**Excerpted records:**
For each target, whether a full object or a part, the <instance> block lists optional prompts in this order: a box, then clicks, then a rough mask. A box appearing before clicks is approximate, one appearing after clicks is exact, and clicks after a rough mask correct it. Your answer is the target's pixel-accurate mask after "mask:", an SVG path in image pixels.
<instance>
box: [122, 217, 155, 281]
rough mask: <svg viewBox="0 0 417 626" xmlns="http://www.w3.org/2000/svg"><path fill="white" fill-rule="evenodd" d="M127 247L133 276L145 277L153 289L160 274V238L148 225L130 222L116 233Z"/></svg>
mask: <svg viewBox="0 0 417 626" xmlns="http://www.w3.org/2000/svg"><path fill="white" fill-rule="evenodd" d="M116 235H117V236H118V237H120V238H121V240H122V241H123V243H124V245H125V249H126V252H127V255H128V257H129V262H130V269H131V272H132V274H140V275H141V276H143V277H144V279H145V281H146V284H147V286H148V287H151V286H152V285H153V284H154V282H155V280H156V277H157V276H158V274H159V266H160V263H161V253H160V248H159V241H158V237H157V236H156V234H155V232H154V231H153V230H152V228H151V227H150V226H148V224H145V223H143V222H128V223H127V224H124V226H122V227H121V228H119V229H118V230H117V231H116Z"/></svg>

**What to produce:**
Rewrite every item above with "rough mask" changed to "coarse mask" and nothing else altered.

**Answer for this exercise:**
For each target, whether a full object or a part, the <instance> block lists optional prompts in this order: a box, then clicks, then a coarse mask. A box appearing before clicks is approximate, one appearing after clicks is exact, and clicks after a coarse mask correct it. Your answer is the target's pixel-accurate mask after "mask:", an SVG path in image pixels.
<instance>
box: [122, 217, 155, 281]
coarse mask: <svg viewBox="0 0 417 626" xmlns="http://www.w3.org/2000/svg"><path fill="white" fill-rule="evenodd" d="M127 247L133 276L145 277L153 289L160 274V238L148 225L130 222L116 233Z"/></svg>
mask: <svg viewBox="0 0 417 626" xmlns="http://www.w3.org/2000/svg"><path fill="white" fill-rule="evenodd" d="M116 235H117V236H118V237H120V238H121V240H122V241H123V243H124V245H125V249H126V252H127V255H128V257H129V262H130V269H131V272H132V274H140V275H141V276H143V277H144V279H145V281H146V284H147V286H148V287H151V286H152V285H153V284H154V282H155V280H156V277H157V276H158V274H159V266H160V263H161V253H160V248H159V241H158V237H157V236H156V234H155V232H154V231H153V230H152V228H151V227H150V226H148V224H145V223H143V222H128V223H127V224H124V226H122V227H121V228H119V229H118V230H117V231H116Z"/></svg>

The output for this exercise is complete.